**About this task**
Copy each entry below without any change.
Start of Source material
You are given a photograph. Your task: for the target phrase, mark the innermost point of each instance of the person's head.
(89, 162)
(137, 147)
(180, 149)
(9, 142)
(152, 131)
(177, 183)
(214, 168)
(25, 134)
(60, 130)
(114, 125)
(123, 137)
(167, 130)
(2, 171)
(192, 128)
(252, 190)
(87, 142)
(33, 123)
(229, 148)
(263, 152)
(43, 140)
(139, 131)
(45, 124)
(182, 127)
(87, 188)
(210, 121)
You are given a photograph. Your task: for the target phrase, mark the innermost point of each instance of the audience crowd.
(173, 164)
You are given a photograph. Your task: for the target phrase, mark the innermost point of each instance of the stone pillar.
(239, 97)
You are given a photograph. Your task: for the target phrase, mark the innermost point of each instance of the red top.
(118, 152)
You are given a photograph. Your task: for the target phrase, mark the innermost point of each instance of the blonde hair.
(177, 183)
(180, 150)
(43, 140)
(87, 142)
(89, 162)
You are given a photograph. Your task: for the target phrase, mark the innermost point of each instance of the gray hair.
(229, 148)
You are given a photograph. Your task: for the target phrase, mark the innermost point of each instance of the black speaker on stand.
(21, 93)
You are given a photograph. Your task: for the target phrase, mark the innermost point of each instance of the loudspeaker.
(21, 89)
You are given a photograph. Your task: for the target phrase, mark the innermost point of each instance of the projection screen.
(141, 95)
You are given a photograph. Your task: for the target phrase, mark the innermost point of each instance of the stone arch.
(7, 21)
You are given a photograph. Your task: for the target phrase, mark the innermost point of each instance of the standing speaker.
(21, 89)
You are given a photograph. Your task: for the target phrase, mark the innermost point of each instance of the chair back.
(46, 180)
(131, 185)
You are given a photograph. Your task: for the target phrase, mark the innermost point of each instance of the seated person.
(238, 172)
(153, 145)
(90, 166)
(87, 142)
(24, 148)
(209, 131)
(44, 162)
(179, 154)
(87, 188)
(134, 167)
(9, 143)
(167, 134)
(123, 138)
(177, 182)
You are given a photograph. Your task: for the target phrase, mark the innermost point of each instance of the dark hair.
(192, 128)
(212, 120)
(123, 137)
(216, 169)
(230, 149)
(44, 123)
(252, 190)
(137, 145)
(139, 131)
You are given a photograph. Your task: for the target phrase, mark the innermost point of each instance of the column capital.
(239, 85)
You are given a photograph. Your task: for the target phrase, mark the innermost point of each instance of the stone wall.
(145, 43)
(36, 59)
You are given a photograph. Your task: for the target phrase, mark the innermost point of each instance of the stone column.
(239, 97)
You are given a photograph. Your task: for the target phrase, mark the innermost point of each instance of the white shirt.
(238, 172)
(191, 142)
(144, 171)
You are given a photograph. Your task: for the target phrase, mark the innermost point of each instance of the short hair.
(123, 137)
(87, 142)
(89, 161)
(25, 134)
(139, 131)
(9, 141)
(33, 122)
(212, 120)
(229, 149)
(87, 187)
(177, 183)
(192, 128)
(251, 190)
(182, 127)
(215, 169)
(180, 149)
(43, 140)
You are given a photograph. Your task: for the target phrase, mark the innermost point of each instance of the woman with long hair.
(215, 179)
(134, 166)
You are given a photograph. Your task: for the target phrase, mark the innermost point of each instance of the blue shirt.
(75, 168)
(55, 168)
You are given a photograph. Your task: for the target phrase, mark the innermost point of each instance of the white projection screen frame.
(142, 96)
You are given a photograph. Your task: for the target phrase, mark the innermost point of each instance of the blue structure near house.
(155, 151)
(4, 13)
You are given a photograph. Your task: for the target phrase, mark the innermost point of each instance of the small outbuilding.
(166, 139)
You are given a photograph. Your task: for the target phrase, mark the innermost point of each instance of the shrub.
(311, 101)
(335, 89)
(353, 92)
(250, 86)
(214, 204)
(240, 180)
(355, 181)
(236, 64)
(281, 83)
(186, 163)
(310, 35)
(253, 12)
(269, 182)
End of Source material
**Reply**
You are given a photograph. Your task: for the target phrase, mark the innermost point of each instance of the person's head.
(89, 162)
(137, 147)
(180, 149)
(9, 142)
(152, 131)
(177, 183)
(214, 168)
(25, 134)
(60, 130)
(114, 125)
(123, 137)
(167, 130)
(2, 171)
(192, 128)
(252, 190)
(87, 142)
(33, 123)
(229, 148)
(263, 152)
(43, 140)
(139, 131)
(45, 124)
(182, 127)
(87, 188)
(210, 121)
You are given a photograph. Your task: for the target phrase, mark the innermost point of each instance of the audience crowd.
(173, 164)
You are given a photograph. Your task: for the target phrase, mark the innermost point of each instance of the stone pillar.
(239, 97)
You are given a photograph. Your task: for the target phrase, mark the innermost point of each instance of the red top.
(118, 152)
You are given a photograph. Your task: for the target phrase, mark the innermost point of each instance of the blonde hair.
(177, 183)
(180, 150)
(43, 140)
(87, 142)
(89, 162)
You are given a photograph. Your task: for the target phrase, mark the innermost point of each instance of the gray hair.
(229, 148)
You are given a photograph. Your task: for the target phrase, mark the innermost point of each instance of the black speaker on stand.
(21, 93)
You are given a photograph. Your task: for the target phrase, mark the innermost point of each instance of the loudspeaker.
(21, 89)
You are given a photograph. Your task: for the target phrase, mark the innermost point of each instance of the projection screen.
(141, 95)
You are given a photograph. Your task: for the target phrase, mark the innermost point of each instance of the stone arch.
(7, 21)
You are given a photograph. Your task: for the target phrase, mark the innermost point of each instance of the standing speaker.
(21, 89)
You are given a photograph. Your task: for the target phrase, mark the innermost point of each instance of the chair back.
(46, 180)
(131, 185)
You are given a photograph. Your task: for the target phrase, mark the innermost point of each instance of the seated person.
(238, 172)
(153, 145)
(90, 166)
(87, 142)
(24, 148)
(209, 131)
(44, 162)
(179, 154)
(87, 188)
(134, 167)
(9, 143)
(167, 134)
(123, 138)
(177, 182)
You are given a photograph. Your task: for the target phrase, mark the innermost point of each instance of the dark hair.
(192, 128)
(212, 120)
(123, 137)
(216, 169)
(230, 149)
(44, 123)
(252, 190)
(137, 145)
(139, 131)
You are given a photograph. Your task: for the target phrase, mark the innermost point of each instance of the column capital.
(239, 85)
You are given a photograph. Your task: for the target phrase, mark the innermost point of each instance of the stone wall.
(145, 43)
(36, 59)
You are given a photograph. Your task: for the target phrase, mark the innermost point of each instance of the stone column.
(239, 97)
You are given a photograph. Your task: for the target phrase, mark the innermost point of each instance of the white shirt.
(238, 172)
(191, 142)
(144, 171)
You are given a photograph. Your task: for the target phrase, mark the innermost point of each instance of the short hair.
(123, 137)
(87, 142)
(89, 161)
(25, 134)
(139, 131)
(9, 141)
(33, 122)
(212, 120)
(229, 149)
(87, 187)
(177, 183)
(192, 128)
(251, 190)
(182, 127)
(215, 169)
(180, 149)
(43, 140)
You are given a photograph. Your task: for the target phrase, mark the innermost point of each instance of the woman with long hair.
(215, 179)
(134, 166)
You are given a photograph. Your task: for the target phrase, mark the innermost point of each instance of the blue shirt.
(75, 168)
(55, 168)
You are given a photograph. Your task: for the target phrase, mark the innermost point of each instance of the white projection screen frame.
(142, 96)
You are given a photograph. Your task: for the target phrase, mark the innermost point of each instance of the blue structure near house.
(155, 151)
(4, 13)
You are given a photograph. Your task: for the target phrase, mark the innermost point of each instance of the small outbuilding.
(166, 139)
You are given a photograph. Your task: for the target phrase, mark the innermost point of each instance of the shrub.
(311, 101)
(335, 89)
(353, 92)
(250, 86)
(214, 204)
(240, 180)
(355, 181)
(236, 64)
(281, 83)
(186, 163)
(310, 35)
(253, 12)
(269, 182)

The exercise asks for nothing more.